Curzerene
- Names: IUPAC name (6S)-6-Ethenyl-3,6-dimethyl-5-prop-1-en-2-yl-5,7-dihydro-4H-1-benzofuran

Identifiers
- 3D model (JSmol): Interactive image;
- ChemSpider: 4475318;
- PubChem CID: 5316217;

Properties
- Chemical formula: C_{15}H_{20}O
- Molar mass: 216.324 g·mol^{−1}
- Melting point: 65.3 °C estimated
- Boiling point: 282.8±40.0 °C estimated
- Solubility in water: Poorly soluble in water

Hazards
- Flash point: 117.50 °C

= Curzerene =

Curzerene is a volatile, aromatic terpenoid found in many herbs and spices, such as Curcuma zeodaria. It is a bioactive isolate of Caribbean corals and is also found in myrrh. More specifically it has been found to make up a significant portion - 12.97% - of the smoke produced from burning Commiphora myrrha oleo gum resin. It is also a major component of myrrh oil, which has been shown in vitro to possess anti-inflammatory properties at sub-toxic by inhibiting the production of the inflammatory cytokine IL-6 by human gingival fibroblasts. Anecdotal evidence exists to support the anti-inflammatory effect of myrrh oil.

Curzerene represents 13.7% of the essential oil extracted from Smyrnium olusatrum, which has demonstrated significant antimicrobial activity in vitro.

■ Natural-language object grounding data:
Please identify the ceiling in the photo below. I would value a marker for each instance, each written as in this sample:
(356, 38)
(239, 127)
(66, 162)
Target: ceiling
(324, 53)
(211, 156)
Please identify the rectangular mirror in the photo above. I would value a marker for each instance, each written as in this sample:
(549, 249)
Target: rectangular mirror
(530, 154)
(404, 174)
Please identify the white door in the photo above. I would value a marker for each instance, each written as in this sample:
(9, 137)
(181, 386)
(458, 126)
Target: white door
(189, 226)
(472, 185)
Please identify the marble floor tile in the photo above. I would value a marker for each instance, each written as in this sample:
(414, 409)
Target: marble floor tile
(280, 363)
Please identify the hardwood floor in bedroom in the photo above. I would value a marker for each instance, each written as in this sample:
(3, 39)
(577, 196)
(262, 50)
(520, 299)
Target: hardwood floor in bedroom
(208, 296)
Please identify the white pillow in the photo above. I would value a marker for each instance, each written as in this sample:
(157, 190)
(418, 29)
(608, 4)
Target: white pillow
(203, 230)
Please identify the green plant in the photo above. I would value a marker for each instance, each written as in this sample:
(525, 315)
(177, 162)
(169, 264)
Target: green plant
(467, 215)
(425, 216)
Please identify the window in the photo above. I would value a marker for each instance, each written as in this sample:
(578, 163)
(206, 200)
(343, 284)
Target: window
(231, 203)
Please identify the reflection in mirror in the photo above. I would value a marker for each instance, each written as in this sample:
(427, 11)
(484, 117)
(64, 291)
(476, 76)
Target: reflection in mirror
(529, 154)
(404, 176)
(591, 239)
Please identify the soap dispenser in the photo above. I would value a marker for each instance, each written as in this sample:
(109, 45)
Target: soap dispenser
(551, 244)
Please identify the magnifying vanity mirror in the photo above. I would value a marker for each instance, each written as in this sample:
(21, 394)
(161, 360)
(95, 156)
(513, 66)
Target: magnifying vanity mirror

■ Exercise goal:
According to the curzerene text, what percentage of the essential oil extracted from Smyrnium olusatrum does curzerene represent? The items are separate material and have no connection to the curzerene text.

■ Solution to the problem:
13.7%